# 抜粋

アーカイブ: ニジェール情勢

ウクライナ戦争でのロシアの勝利の余波は、アフリカ植民地支配の瓦解へと向かっている

竹下雅敏氏からの情報です。
 アフリカ西部のニジェール大統領警護隊によるクーデターが発生したのは7月26日でした。
 2021年4月3日から2023年7月26日までニジェール首相を務めたウフームドゥ・マハマドゥ氏は、“国際社会が協調してニジェールに民主主義を取り戻し、テロの脅しに屈しないよう要求”したとのことです。
 “わずかの褒賞と引き換えに資源利権を宗主国に渡す政治家”にとって、民意とかけ離れた政策で民衆から搾取することを「民主主義」と呼びます。
 世界銀行は8月2日に「民間部門との提携以外の全ての融資の実施を当面停止する」との声明を出しました。アーロン大塚氏は「外貨を使用できなくして、気に入らない政権を潰そうとする行動に出た」とツイートしています。

ラベル付き領域データの抜粋
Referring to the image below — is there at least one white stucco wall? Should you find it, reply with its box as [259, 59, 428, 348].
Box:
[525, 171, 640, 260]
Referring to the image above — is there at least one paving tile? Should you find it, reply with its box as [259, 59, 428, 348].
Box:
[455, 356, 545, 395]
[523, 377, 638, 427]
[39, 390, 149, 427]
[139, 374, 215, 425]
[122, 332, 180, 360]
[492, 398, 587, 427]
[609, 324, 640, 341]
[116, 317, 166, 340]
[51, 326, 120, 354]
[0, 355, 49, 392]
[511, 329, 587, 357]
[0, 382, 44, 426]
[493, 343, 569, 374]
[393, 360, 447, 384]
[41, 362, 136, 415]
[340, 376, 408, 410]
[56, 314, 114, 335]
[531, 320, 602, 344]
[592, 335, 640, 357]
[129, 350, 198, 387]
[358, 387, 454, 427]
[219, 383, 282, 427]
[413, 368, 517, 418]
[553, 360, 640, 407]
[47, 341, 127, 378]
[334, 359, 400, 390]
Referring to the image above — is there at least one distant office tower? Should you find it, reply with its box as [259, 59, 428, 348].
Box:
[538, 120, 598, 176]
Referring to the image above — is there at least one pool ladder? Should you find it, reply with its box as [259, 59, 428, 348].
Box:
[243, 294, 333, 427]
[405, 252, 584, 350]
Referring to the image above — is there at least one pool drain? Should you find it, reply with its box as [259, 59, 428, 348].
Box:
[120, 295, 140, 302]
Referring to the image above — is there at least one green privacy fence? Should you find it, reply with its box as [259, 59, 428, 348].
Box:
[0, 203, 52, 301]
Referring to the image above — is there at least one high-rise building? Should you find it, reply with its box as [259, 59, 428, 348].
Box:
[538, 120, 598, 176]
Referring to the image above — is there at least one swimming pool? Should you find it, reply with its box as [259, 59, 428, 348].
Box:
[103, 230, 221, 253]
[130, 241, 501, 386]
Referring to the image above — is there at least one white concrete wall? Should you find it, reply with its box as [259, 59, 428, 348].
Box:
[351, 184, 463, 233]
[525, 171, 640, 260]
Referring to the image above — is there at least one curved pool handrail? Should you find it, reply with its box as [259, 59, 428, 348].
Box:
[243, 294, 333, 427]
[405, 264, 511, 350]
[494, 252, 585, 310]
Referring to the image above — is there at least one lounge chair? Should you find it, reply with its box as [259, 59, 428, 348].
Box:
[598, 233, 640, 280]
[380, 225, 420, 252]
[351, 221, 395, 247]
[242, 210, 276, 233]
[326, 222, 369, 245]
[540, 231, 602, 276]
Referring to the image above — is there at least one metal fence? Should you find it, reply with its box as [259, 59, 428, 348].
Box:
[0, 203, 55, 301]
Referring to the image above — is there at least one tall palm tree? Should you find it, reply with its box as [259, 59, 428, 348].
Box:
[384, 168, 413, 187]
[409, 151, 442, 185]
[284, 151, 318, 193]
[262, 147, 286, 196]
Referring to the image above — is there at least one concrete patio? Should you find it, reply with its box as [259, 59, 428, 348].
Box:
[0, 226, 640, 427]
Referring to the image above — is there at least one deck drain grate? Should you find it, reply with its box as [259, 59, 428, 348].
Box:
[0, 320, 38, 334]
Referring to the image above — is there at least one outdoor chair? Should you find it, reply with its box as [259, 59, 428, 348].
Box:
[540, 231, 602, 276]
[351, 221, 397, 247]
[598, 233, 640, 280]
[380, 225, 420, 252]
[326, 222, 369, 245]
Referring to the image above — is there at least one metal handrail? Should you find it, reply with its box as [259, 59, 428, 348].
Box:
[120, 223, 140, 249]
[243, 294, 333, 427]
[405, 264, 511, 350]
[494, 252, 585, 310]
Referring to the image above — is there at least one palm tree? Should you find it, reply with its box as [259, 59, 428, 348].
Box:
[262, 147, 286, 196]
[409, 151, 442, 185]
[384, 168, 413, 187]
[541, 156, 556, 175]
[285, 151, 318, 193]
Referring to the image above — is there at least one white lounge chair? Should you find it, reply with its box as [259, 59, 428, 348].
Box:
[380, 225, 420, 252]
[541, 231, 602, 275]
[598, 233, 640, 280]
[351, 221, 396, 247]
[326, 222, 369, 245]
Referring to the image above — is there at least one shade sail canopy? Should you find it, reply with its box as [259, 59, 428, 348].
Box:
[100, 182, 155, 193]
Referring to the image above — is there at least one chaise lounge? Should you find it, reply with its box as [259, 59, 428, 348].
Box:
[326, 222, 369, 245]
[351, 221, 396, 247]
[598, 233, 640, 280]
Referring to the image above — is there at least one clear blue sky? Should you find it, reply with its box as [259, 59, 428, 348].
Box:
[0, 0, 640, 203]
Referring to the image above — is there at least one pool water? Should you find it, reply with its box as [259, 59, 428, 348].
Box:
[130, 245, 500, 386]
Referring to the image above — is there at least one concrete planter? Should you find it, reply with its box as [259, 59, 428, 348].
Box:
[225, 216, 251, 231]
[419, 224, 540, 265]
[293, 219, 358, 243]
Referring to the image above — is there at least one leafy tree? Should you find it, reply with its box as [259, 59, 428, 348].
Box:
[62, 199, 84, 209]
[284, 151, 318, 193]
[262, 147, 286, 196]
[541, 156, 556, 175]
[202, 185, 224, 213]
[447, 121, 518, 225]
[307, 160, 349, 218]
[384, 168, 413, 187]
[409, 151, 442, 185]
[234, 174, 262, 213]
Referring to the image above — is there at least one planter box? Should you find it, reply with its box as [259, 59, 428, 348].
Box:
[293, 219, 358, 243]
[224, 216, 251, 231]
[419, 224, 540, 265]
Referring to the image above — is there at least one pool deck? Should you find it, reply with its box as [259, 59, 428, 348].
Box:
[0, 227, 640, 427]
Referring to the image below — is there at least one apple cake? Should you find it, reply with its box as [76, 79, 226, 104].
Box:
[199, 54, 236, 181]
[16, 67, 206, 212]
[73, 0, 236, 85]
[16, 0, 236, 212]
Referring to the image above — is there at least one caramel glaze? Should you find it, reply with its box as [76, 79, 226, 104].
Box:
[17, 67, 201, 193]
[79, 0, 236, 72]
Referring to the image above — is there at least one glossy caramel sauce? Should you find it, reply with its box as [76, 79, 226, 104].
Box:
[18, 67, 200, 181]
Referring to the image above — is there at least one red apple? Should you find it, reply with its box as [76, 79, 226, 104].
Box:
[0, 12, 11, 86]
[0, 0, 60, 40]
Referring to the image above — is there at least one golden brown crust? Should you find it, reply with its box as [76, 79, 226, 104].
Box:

# 実施課題
1: ニジェール情勢の抜粋から、「アフリカ西部のニジェール大統」で始まり「とを「民主主義」と呼びます。」に至るまでの部分を、一字一句違えずに書き写してください。
2: 次の各記述がニジェール情勢の抜粋の内容と一致するかどうかを「はい」または「いいえ」で答え、判断の根拠となる本文の語句をそのまま引用してください。(a) ニジェールでのクーデターは7月26日に発生した。(b) 世界銀行は8月2日、民間部門との提携を含む全ての融資の実施を停止すると表明した。(c) ウフームドゥ・マハマドゥ氏がニジェール首相に就任したのは2019年である。

# 各課題の解答
1:
アフリカ西部のニジェール大統領警護隊によるクーデターが発生したのは7月26日でした。
 2021年4月3日から2023年7月26日までニジェール首相を務めたウフームドゥ・マハマドゥ氏は、“国際社会が協調してニジェールに民主主義を取り戻し、テロの脅しに屈しないよう要求”したとのことです。
 “わずかの褒賞と引き換えに資源利権を宗主国に渡す政治家”にとって、民意とかけ離れた政策で民衆から搾取することを「民主主義」と呼びます。

2:
(a) はい。「ニジェール大統領警護隊によるクーデターが発生したのは7月26日でした」
(b) いいえ。「民間部門との提携以外の全ての融資の実施を当面停止する」
(c) いいえ。「2021年4月3日から2023年7月26日までニジェール首相を務めた」